╭──
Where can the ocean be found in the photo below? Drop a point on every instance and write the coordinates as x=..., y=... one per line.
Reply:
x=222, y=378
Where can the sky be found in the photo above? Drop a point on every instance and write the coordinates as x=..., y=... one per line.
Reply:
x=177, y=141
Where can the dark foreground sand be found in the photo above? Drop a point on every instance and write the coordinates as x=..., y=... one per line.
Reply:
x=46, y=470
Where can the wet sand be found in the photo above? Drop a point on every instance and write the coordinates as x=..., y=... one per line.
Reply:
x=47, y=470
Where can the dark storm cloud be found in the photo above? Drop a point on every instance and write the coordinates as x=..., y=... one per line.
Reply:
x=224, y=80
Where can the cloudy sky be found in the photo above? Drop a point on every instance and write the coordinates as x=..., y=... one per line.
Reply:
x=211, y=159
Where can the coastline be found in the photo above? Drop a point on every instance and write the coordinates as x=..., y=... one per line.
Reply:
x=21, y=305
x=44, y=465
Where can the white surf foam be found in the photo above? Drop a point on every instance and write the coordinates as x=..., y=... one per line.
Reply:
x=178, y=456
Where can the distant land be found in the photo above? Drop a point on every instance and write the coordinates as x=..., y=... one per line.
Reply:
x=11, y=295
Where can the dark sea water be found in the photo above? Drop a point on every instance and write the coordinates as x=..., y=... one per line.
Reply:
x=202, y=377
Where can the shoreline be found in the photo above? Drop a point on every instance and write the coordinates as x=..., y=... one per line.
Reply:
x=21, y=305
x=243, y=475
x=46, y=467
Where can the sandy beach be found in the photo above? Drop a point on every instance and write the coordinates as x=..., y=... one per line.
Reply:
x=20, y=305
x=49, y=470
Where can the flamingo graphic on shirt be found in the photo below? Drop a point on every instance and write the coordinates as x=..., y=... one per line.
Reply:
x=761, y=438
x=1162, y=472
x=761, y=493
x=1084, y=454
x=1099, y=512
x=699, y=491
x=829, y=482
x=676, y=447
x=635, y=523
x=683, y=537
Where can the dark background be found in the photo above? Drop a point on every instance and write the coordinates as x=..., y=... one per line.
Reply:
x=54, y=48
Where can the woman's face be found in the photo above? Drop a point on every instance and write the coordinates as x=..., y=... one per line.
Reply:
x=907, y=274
╰──
The answer must be an exact reproduction of all the records.

Where can the ocean be found in the photo below? Drop a point on every instance and write the coordinates as x=..., y=... one per line.
Reply:
x=222, y=378
Where can the sky be found in the photo above? Drop a point on every instance and write the coordinates as x=..., y=... one per line.
Reply:
x=177, y=141
Where can the dark foreground sand be found in the photo above? Drop a point on every instance and write the coordinates as x=..., y=... one per line.
Reply:
x=46, y=470
Where can the wet sand be found in the photo above? Drop a point on every instance and write the coordinates as x=..., y=... one per line.
Reply:
x=47, y=470
Where can the dark storm cloud be found in the photo above? Drop a point on every instance and write the coordinates as x=..., y=... one per line.
Reply:
x=224, y=80
Where can the cloudy sky be found in the photo above? Drop a point on every instance and write the coordinates as x=..., y=... one per line.
Reply:
x=211, y=159
Where can the coastline be found in the photo above? Drop a point on every instance and write the coordinates as x=..., y=... one per line.
Reply:
x=21, y=305
x=44, y=465
Where can the white surf foam be found in the photo above? Drop a point on every instance and write the coordinates as x=..., y=... one per line.
Reply:
x=178, y=456
Where can the distant land be found in the photo above? Drop a point on every instance and write the coordinates as x=..., y=... one per line.
Reply:
x=11, y=295
Where can the dark sea water be found in the photo above? Drop a point on every instance and write the coordinates as x=..., y=... one per line.
Reply:
x=202, y=377
Where can the shoreline be found in the photo above? Drop a point on every instance and write the coordinates as x=..., y=... one per line.
Reply:
x=21, y=305
x=243, y=475
x=46, y=467
Where can the sandy beach be found in the photo above? Drop a point on every instance and write the coordinates as x=..., y=... one per line.
Reply:
x=20, y=305
x=49, y=470
Where can the flamingo graphic on shirt be found in the photo below? Drop a point on every instance and write the coordinates as x=..., y=... one per line.
Reply:
x=761, y=438
x=1162, y=472
x=761, y=493
x=1084, y=454
x=1099, y=512
x=699, y=491
x=829, y=482
x=676, y=447
x=635, y=523
x=683, y=537
Where can the dark background be found in the photo above? Drop a point on every instance and write the coordinates as x=..., y=... one per line.
Reply:
x=54, y=48
Where can the woman's face be found in the photo above? Drop a point on every instance and write the coordinates as x=..., y=... one per line.
Reply:
x=907, y=274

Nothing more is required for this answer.